### STATED GOAL
Rewrite the items from the line containing "[pin] window frame" through the last line of the items, inclusive, and keep the requests unchanged. Add -61 to every coordinate value in the answers.

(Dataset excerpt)
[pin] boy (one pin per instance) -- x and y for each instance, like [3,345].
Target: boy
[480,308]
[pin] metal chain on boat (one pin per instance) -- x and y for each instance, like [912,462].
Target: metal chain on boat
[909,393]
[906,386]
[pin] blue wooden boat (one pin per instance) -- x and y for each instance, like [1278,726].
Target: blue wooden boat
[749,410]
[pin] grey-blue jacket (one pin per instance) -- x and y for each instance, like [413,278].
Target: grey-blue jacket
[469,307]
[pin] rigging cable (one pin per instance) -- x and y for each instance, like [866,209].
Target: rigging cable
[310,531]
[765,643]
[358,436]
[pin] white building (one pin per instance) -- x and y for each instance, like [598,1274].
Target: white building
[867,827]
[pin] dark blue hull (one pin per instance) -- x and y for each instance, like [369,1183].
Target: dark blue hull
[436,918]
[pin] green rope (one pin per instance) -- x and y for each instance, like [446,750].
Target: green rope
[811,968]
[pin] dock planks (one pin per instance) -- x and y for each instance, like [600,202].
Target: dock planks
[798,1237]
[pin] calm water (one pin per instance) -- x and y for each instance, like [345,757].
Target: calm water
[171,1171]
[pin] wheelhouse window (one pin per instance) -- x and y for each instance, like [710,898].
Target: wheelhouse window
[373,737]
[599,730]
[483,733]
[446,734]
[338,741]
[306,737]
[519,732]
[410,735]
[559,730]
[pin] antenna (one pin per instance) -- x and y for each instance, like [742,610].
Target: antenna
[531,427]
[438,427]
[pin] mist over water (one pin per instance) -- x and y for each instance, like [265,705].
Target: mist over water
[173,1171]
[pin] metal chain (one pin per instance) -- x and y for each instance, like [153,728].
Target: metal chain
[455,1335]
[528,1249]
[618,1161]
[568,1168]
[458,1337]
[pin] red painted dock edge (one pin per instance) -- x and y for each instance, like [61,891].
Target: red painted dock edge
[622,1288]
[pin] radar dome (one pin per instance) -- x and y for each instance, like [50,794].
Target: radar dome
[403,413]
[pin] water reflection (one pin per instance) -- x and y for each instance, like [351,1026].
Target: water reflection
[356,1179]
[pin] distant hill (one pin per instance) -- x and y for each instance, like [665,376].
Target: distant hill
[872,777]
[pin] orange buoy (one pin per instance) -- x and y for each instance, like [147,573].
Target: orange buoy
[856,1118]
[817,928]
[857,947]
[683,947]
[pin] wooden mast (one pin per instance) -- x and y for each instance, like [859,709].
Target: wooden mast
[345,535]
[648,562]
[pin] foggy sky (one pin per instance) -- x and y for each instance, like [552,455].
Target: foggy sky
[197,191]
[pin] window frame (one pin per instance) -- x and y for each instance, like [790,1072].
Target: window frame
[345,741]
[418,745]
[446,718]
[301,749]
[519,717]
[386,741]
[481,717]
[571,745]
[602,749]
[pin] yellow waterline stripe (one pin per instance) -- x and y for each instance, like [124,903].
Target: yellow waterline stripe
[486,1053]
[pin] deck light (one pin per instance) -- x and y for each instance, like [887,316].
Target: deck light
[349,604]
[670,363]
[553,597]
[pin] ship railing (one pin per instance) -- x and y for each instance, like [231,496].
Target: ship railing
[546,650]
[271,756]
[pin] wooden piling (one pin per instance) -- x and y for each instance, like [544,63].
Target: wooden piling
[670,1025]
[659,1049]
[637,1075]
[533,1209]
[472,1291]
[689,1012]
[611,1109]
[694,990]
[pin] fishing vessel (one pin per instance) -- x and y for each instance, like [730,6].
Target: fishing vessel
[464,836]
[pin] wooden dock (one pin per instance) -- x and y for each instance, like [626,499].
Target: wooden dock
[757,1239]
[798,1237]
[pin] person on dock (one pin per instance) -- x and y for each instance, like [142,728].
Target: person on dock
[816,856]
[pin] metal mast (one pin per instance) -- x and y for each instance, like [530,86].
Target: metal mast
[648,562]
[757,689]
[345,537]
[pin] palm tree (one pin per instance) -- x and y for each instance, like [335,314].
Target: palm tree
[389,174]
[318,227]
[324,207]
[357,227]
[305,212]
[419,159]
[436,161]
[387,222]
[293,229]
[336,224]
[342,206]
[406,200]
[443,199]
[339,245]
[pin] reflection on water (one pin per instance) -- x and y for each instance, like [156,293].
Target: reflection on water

### SOLUTION FOR THIS EXERCISE
[pin] window frame (one pin per instance) -- x and y for each instance, like [790,1072].
Target: window frame
[284,680]
[357,684]
[385,657]
[240,688]
[458,656]
[325,680]
[420,656]
[510,684]
[541,688]
[pin] yellow waterline stripe (one pin per instance) -- x and y for each instance, like [124,903].
Target: yellow waterline stripe
[425,992]
[pin] deck light (one pin per instance) -- x and y for each instance, like [887,316].
Target: deck light
[288,543]
[609,302]
[492,536]
[pin] ship railing (one pin per instance) -- x and y for each instance, like [231,496].
Target: ship railing
[485,589]
[210,695]
[pin] wooden piling (one pin per instance) -- x and y for each instance, like [544,63].
Target: wooden piling
[609,964]
[598,988]
[576,1014]
[472,1148]
[411,1230]
[628,951]
[550,1048]
[633,929]
[pin] fishing vessel (one pin per instance) -- x and y for each instance, like [730,6].
Target: fishing vessel
[403,775]
[pin] wooden dock (one pin per instance) -- x and y for each instance, like [626,499].
Target: wooden dock
[696,1178]
[737,1176]
[pin] person on dock (one pin per instance) -- x and y for each instance, like [142,728].
Target: person on dock
[755,795]
[pin] metal mast (one pin per instance) -- x and y for each instance, like [530,86].
Target: metal mast
[587,501]
[696,628]
[284,476]
[pin] palm tree (one pin per instance) -- x and y for each instance, like [335,314].
Target: palm tree
[328,113]
[257,166]
[263,146]
[296,166]
[244,151]
[358,98]
[375,100]
[326,161]
[232,168]
[275,163]
[281,145]
[345,139]
[382,138]
[278,184]
[pin] reflection on water (one pin per instance) -- x and y for each instance, like [156,293].
Target: reflection on water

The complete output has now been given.